> [Given instruction] Give all of the lines again, with nothing added or dropped.

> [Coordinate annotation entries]
-.-.-

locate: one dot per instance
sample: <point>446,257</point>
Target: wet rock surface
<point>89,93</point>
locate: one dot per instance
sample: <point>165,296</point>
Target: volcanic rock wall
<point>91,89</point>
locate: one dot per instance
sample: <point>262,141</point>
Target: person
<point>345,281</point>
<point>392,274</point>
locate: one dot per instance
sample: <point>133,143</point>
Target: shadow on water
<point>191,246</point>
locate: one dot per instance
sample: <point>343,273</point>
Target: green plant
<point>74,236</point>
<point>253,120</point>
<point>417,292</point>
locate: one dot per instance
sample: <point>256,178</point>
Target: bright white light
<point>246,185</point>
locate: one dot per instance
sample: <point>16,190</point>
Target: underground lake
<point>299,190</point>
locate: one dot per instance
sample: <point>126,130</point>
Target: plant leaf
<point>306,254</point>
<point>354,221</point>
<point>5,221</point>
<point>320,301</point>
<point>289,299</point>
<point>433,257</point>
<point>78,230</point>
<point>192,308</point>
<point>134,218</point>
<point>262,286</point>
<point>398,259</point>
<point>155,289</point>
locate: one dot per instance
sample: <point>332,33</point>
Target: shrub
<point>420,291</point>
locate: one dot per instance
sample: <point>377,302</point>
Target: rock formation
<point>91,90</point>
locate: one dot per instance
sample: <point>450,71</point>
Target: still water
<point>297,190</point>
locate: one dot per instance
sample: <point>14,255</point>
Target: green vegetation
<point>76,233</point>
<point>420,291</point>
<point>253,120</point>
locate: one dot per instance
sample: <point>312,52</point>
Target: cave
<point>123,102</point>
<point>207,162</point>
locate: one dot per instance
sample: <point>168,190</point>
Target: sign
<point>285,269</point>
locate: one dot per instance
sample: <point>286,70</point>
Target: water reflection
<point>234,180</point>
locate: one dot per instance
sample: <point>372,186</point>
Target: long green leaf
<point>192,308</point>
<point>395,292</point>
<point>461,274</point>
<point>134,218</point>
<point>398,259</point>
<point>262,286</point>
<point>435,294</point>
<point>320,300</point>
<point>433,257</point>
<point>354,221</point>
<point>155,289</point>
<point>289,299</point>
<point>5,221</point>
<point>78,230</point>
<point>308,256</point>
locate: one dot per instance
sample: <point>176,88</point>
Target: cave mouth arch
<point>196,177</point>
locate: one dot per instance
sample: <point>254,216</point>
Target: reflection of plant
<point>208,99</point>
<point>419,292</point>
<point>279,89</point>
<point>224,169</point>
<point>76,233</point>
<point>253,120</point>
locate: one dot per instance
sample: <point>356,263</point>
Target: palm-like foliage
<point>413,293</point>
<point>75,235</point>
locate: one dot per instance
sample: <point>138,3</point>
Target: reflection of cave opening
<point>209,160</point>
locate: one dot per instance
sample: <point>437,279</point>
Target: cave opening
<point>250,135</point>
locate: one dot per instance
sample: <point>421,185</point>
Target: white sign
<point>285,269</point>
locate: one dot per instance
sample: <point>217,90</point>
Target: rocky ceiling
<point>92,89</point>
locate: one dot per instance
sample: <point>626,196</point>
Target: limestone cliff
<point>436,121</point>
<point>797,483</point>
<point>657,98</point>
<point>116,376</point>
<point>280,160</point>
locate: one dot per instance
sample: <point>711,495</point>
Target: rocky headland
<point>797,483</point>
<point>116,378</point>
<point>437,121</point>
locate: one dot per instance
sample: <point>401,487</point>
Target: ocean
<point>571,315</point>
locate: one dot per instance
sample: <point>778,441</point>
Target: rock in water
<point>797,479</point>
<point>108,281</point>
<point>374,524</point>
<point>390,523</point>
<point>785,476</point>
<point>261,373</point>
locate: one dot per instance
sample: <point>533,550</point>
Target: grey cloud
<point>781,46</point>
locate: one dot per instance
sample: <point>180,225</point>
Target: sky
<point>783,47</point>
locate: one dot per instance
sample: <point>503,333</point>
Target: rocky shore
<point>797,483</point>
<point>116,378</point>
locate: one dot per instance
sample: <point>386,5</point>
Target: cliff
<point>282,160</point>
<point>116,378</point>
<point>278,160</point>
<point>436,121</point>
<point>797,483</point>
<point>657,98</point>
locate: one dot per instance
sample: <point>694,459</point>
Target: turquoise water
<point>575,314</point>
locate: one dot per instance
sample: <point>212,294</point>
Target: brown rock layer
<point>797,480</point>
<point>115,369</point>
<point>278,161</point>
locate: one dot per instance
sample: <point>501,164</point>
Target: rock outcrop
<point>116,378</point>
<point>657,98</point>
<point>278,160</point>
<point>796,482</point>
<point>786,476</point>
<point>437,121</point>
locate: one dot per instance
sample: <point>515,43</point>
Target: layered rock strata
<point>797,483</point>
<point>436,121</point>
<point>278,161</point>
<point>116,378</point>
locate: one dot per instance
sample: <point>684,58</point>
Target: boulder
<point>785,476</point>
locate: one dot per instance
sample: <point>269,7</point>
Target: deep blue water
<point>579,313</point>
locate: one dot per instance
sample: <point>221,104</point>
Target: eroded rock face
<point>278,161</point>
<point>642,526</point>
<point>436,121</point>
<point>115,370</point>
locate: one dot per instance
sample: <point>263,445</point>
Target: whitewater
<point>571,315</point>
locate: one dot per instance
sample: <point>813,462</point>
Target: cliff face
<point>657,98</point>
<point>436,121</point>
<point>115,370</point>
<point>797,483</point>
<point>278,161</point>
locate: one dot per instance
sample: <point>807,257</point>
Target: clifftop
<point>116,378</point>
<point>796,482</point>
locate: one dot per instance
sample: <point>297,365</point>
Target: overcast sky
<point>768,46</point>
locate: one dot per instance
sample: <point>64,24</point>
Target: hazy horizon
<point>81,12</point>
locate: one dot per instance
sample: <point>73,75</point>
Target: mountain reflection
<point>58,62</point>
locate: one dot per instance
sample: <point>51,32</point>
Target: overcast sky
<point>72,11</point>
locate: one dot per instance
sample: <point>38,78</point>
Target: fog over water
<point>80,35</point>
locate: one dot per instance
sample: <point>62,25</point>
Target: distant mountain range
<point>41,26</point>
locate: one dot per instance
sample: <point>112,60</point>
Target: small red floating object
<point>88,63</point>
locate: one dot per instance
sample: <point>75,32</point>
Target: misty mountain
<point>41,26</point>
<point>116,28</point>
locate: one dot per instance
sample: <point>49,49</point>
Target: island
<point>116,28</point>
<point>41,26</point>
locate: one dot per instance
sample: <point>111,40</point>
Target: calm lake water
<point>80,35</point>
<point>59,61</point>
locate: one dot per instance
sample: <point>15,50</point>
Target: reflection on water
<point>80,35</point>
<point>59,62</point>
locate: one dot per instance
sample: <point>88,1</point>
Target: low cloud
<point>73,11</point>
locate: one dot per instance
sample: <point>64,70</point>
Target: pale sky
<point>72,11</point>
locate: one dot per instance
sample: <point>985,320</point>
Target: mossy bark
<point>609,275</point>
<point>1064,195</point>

-.-.-

> [Answer to this exercise]
locate: one dot per instance
sample: <point>446,257</point>
Target: wet rock surface
<point>89,93</point>
locate: one dot per instance
sample: <point>165,296</point>
Target: volcanic rock wall
<point>91,89</point>
locate: one dot per instance
sample: <point>262,141</point>
Target: person
<point>345,281</point>
<point>392,274</point>
locate: one dot per instance
sample: <point>133,143</point>
Target: shadow on water
<point>191,246</point>
locate: one dot per instance
sample: <point>343,273</point>
Target: green plant
<point>74,236</point>
<point>253,120</point>
<point>417,292</point>
locate: one dot per instance
sample: <point>256,178</point>
Target: bright white light
<point>246,185</point>
locate: one dot per instance
sample: <point>16,190</point>
Target: underground lake
<point>299,190</point>
locate: one dot per instance
sample: <point>126,130</point>
Target: plant leaf
<point>306,254</point>
<point>354,221</point>
<point>5,221</point>
<point>320,301</point>
<point>289,299</point>
<point>433,257</point>
<point>78,230</point>
<point>192,308</point>
<point>134,218</point>
<point>262,286</point>
<point>398,259</point>
<point>155,289</point>
locate: one dot per instance
sample: <point>332,33</point>
Target: shrub
<point>420,291</point>
locate: one dot per instance
sample: <point>377,302</point>
Target: rock formation
<point>91,90</point>
locate: one dot per instance
sample: <point>450,71</point>
Target: still water
<point>297,190</point>
locate: one dot per instance
sample: <point>14,255</point>
Target: green vegetation
<point>76,233</point>
<point>420,291</point>
<point>253,120</point>
locate: one dot per instance
sample: <point>312,52</point>
Target: cave
<point>123,102</point>
<point>207,162</point>
locate: one dot per instance
sample: <point>168,190</point>
Target: sign
<point>285,269</point>
locate: one dot per instance
sample: <point>286,70</point>
Target: water reflection
<point>234,180</point>
locate: one dot per instance
sample: <point>372,186</point>
Target: long green leaf
<point>192,308</point>
<point>395,292</point>
<point>461,274</point>
<point>134,218</point>
<point>398,259</point>
<point>262,286</point>
<point>435,294</point>
<point>320,300</point>
<point>433,257</point>
<point>354,221</point>
<point>155,289</point>
<point>289,299</point>
<point>5,221</point>
<point>78,230</point>
<point>308,256</point>
locate: one dot per instance
sample: <point>176,88</point>
Target: cave mouth arch
<point>196,177</point>
locate: one dot per instance
sample: <point>254,216</point>
Target: reflection of plant
<point>208,99</point>
<point>419,292</point>
<point>279,89</point>
<point>224,169</point>
<point>76,233</point>
<point>253,120</point>
locate: one dot per instance
sample: <point>356,263</point>
Target: palm-like foliage
<point>413,293</point>
<point>75,235</point>
locate: one dot per instance
sample: <point>138,3</point>
Target: reflection of cave opening
<point>209,160</point>
locate: one dot per instance
sample: <point>437,279</point>
Target: cave opening
<point>250,135</point>
locate: one dot per instance
sample: <point>421,185</point>
Target: white sign
<point>285,269</point>
locate: one dot per instance
sample: <point>217,90</point>
Target: rocky ceiling
<point>92,89</point>
locate: one dot per instance
sample: <point>626,196</point>
Target: limestone cliff
<point>436,121</point>
<point>797,483</point>
<point>657,98</point>
<point>116,376</point>
<point>280,160</point>
locate: one dot per instance
sample: <point>711,495</point>
Target: rocky headland
<point>797,483</point>
<point>116,378</point>
<point>437,121</point>
locate: one dot per instance
sample: <point>401,487</point>
Target: ocean
<point>571,315</point>
locate: one dot per instance
sample: <point>778,441</point>
Target: rock in water
<point>797,479</point>
<point>108,281</point>
<point>374,524</point>
<point>390,523</point>
<point>785,476</point>
<point>261,373</point>
locate: one dot per instance
sample: <point>533,550</point>
Target: grey cloud
<point>781,46</point>
locate: one dot per instance
sample: <point>180,225</point>
Target: sky
<point>783,47</point>
locate: one dot per instance
sample: <point>503,333</point>
Target: rocky shore
<point>797,483</point>
<point>116,378</point>
locate: one dot per instance
sample: <point>386,5</point>
Target: cliff
<point>282,160</point>
<point>116,378</point>
<point>278,160</point>
<point>436,121</point>
<point>797,483</point>
<point>657,98</point>
locate: one dot per instance
sample: <point>694,459</point>
Target: turquoise water
<point>575,314</point>
locate: one dot per instance
sample: <point>212,294</point>
Target: brown rock layer
<point>797,480</point>
<point>115,369</point>
<point>278,161</point>
locate: one dot per instance
sample: <point>501,164</point>
Target: rock outcrop
<point>116,378</point>
<point>657,98</point>
<point>278,160</point>
<point>796,482</point>
<point>786,476</point>
<point>437,121</point>
locate: one dot per instance
sample: <point>515,43</point>
Target: layered rock strata
<point>797,483</point>
<point>436,121</point>
<point>278,161</point>
<point>116,378</point>
locate: one dot per instance
sample: <point>684,58</point>
Target: boulder
<point>785,476</point>
locate: one dot per instance
sample: <point>269,7</point>
Target: deep blue water
<point>579,313</point>
locate: one dot per instance
sample: <point>221,104</point>
Target: eroded rock face
<point>278,161</point>
<point>642,526</point>
<point>436,121</point>
<point>115,370</point>
locate: one dot per instance
sample: <point>263,445</point>
Target: whitewater
<point>571,315</point>
locate: one dot per instance
sample: <point>813,462</point>
Target: cliff face
<point>657,98</point>
<point>436,121</point>
<point>115,370</point>
<point>797,483</point>
<point>278,161</point>
locate: one dot per instance
sample: <point>807,257</point>
Target: clifftop
<point>116,378</point>
<point>796,482</point>
locate: one dot per instance
sample: <point>297,365</point>
Target: overcast sky
<point>768,46</point>
locate: one dot per instance
sample: <point>64,24</point>
Target: hazy horizon
<point>81,12</point>
locate: one dot per instance
sample: <point>73,75</point>
Target: mountain reflection
<point>58,62</point>
locate: one dot per instance
sample: <point>51,32</point>
Target: overcast sky
<point>72,11</point>
locate: one dot per instance
sample: <point>38,78</point>
Target: fog over water
<point>80,35</point>
locate: one dot per instance
sample: <point>62,25</point>
Target: distant mountain range
<point>41,26</point>
locate: one dot per instance
sample: <point>112,60</point>
Target: small red floating object
<point>88,63</point>
locate: one dot per instance
sample: <point>75,32</point>
Target: misty mountain
<point>41,26</point>
<point>116,28</point>
locate: one dot per instance
sample: <point>49,49</point>
Target: island
<point>116,28</point>
<point>41,26</point>
locate: one dot per instance
sample: <point>111,40</point>
Target: calm lake water
<point>80,35</point>
<point>59,61</point>
locate: one dot per instance
sample: <point>15,50</point>
Target: reflection on water
<point>80,35</point>
<point>59,62</point>
locate: one dot per instance
sample: <point>88,1</point>
Target: low cloud
<point>73,11</point>
locate: one dot per instance
sample: <point>64,70</point>
Target: pale sky
<point>72,11</point>
locate: one dot per instance
sample: <point>985,320</point>
Target: mossy bark
<point>609,275</point>
<point>1064,195</point>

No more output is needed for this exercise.